What the task requires: Across the records below, report how many lines include the word "black", stating the number alone.

Content starts

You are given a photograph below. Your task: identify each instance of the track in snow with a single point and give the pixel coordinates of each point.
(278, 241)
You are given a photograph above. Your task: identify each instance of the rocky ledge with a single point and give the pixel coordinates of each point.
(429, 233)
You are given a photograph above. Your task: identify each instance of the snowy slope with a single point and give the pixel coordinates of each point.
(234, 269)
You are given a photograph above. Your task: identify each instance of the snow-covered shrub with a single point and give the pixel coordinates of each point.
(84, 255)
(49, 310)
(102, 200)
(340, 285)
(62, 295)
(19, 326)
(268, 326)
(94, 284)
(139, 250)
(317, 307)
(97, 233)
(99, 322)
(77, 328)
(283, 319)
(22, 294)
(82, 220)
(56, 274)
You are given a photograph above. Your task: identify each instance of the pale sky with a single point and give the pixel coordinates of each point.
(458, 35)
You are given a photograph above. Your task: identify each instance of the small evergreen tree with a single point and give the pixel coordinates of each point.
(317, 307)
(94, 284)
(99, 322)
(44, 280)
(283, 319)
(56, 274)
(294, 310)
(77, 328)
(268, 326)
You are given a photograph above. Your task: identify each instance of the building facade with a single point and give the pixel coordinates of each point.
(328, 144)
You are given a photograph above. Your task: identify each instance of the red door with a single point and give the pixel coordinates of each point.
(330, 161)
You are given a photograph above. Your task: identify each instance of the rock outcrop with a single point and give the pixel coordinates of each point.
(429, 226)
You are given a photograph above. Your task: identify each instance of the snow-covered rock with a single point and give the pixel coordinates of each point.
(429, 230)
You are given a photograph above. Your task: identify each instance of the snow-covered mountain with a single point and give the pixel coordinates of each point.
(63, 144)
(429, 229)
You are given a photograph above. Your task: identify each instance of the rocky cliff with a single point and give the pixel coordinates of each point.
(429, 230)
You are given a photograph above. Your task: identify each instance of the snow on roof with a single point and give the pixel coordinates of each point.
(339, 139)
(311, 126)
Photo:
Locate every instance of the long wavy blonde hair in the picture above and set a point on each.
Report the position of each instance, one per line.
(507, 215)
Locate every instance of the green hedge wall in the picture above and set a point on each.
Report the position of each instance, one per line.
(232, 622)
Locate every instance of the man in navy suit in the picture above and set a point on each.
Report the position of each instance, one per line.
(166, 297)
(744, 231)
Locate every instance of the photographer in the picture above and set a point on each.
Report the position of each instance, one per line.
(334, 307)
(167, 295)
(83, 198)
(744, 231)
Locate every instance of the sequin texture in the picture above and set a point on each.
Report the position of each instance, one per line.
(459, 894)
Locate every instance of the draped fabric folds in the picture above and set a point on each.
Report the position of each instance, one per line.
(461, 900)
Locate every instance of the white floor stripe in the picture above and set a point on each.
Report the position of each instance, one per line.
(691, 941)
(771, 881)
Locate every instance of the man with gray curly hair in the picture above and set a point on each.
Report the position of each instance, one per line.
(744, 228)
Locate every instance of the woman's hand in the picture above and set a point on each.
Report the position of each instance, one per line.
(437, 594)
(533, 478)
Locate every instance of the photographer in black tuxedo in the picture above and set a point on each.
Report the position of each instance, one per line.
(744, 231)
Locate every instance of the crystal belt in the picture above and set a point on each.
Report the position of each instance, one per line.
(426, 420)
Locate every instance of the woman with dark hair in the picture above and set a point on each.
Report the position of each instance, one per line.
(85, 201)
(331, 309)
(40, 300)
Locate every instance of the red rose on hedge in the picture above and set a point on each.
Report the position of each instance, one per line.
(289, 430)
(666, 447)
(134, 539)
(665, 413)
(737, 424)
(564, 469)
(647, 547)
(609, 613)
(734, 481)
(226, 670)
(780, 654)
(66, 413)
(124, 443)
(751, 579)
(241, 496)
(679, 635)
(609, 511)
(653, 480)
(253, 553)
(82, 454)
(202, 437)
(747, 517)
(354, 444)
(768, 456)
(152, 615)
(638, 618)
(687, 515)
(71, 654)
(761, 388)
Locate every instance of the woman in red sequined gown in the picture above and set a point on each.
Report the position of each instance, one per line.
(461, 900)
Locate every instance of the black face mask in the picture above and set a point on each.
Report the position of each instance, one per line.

Content ends

Written answer: 2